TAREFA A CUMPRIR: Transcreva fielmente o trecho da ementa sobre imunidade parlamentar, reproduzida abaixo, que começa em "SENTENÇA QUE EXTINGUIU" e prossegue até "CONFIGURADA. RECURSO PROVIDO.".

| Processo: | Apelação Cível nº 2007.046088-1 |
| Relator: | Joel Figueira Júnior |
| Data: | 01/09/2011 |
Apelação Cível n. 2007.046088-1, de Capital
Relator: Des. Joel Dias Figueira Júnior
APELAÇÃO
CÍVEL. AÇÃO DE REPARAÇÃO POR DANOS MORAIS CONTRA DEPUTADO FEDERAL.
SENTENÇA QUE EXTINGUIU O FEITO POR IMPOSSIBILIDADE JURÍDICA DO PEDIDO.
IMUNIDADE PARLAMENTAR MATERIAL. EXEGESE DO ARTIGO 53 DA CONSTITUIÇÃO
FEDERAL. INVIOLABILIDADE RELATIVIZADA.CARÊNCIA DE AÇÃO AFASTADA. LIDE EM
CONDIÇÕES DE JULGAMENTO. POSSIBILIDADE DE RESOLUÇÃO PELO ÓRGÃO SUPERIOR
COM FULCRO NO ARTIGO 515, § 3º, DO CÓDIGO DE PROCESSO CIVIL. DISCURSO
PROFERIDO NA CÂMARA DOS DEPUTADOS. EXPOSIÇÃO BASEADA EM FATOS
INVERÍDICOS. OFENSA CONFIGURADA. RECURSO PROVIDO.
I
- Ao garantir a Constituição Federal aos Deputados e Senadores a
inviolabilidade, civil e penalmente, por quaisquer de suas opiniões,
palavras e votos, conferindo-lhes imunidade material (responsabilidades
civil, penal e administrativa - político-disciplinar), manifesto o
intuito de preservá-los em razão da função pública exercida em prol da
comunidade, na qualidade de membros do Poder Legislativo.
Evidentemente,
significa dizer que a inviolabilidade preconizada no texto
constitucional, por estar intimamente relacionada com o exercício do
mandato, é respeitante às opiniões, palavras e votos revestidos de
conteúdo político, jurídico, social ou econômico, jamais de ordem
pessoal, ofensiva e afrontosa à honra de qualquer pessoa.
Assim,
não há falar em carência de ação por impossibilidade jurídica do
pedido, uma vez que se faz necessário a análise do mérito, in casu,
do discurso proferido pelo Deputado em plenário, para verificar a
existência ou não de excesso e prática de ilícito civil em face das
palavras por ele proferidas.

LINHAS DE DADOS:
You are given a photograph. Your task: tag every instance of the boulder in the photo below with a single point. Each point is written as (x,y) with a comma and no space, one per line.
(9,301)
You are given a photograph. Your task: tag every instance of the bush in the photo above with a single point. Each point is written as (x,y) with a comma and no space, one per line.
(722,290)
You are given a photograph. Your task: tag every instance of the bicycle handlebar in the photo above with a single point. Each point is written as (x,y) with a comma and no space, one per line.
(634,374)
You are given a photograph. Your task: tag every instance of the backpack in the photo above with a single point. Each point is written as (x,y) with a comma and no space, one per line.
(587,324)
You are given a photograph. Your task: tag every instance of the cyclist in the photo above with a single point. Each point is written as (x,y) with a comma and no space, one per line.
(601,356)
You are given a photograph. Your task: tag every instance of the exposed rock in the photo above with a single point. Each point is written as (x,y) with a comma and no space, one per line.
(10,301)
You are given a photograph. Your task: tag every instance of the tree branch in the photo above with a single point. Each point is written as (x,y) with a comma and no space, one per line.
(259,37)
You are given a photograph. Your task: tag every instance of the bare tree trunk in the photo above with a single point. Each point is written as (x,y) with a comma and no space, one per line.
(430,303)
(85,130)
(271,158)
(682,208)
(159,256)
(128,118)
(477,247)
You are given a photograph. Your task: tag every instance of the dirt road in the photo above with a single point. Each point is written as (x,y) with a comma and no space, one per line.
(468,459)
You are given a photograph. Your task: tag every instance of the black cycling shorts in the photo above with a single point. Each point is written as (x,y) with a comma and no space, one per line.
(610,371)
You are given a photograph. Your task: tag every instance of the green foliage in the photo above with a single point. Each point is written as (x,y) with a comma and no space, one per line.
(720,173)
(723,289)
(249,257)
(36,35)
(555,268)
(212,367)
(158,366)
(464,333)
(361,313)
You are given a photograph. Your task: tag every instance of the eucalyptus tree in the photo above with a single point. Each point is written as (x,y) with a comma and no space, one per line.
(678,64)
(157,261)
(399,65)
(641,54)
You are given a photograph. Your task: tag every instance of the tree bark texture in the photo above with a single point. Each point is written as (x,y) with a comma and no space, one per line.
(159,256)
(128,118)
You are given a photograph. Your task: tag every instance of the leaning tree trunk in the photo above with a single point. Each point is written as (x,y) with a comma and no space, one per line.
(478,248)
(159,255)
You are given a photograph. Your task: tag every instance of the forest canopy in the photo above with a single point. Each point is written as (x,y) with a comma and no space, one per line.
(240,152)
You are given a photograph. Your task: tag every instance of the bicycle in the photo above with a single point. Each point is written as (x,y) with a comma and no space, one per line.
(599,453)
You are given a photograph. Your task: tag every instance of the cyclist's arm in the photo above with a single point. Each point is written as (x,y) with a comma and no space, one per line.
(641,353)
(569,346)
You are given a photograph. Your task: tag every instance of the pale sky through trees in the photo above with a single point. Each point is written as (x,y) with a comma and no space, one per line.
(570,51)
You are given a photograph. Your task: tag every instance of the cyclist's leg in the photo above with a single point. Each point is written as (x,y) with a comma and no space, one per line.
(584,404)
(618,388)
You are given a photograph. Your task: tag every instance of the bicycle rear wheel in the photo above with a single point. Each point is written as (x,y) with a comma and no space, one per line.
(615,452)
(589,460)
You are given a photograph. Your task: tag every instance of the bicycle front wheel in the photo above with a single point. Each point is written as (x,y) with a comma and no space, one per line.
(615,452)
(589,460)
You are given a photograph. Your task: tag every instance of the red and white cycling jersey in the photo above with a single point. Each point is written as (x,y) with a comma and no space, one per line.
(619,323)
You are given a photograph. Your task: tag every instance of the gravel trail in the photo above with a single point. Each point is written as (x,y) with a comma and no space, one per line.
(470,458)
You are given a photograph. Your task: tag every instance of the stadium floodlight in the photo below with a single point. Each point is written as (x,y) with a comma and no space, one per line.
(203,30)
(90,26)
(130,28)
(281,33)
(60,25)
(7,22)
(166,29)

RESPOSTA À TAREFA:
SENTENÇA QUE EXTINGUIU O FEITO POR IMPOSSIBILIDADE JURÍDICA DO PEDIDO.
IMUNIDADE PARLAMENTAR MATERIAL. EXEGESE DO ARTIGO 53 DA CONSTITUIÇÃO
FEDERAL. INVIOLABILIDADE RELATIVIZADA.CARÊNCIA DE AÇÃO AFASTADA. LIDE EM
CONDIÇÕES DE JULGAMENTO. POSSIBILIDADE DE RESOLUÇÃO PELO ÓRGÃO SUPERIOR
COM FULCRO NO ARTIGO 515, § 3º, DO CÓDIGO DE PROCESSO CIVIL. DISCURSO
PROFERIDO NA CÂMARA DOS DEPUTADOS. EXPOSIÇÃO BASEADA EM FATOS
INVERÍDICOS. OFENSA CONFIGURADA. RECURSO PROVIDO.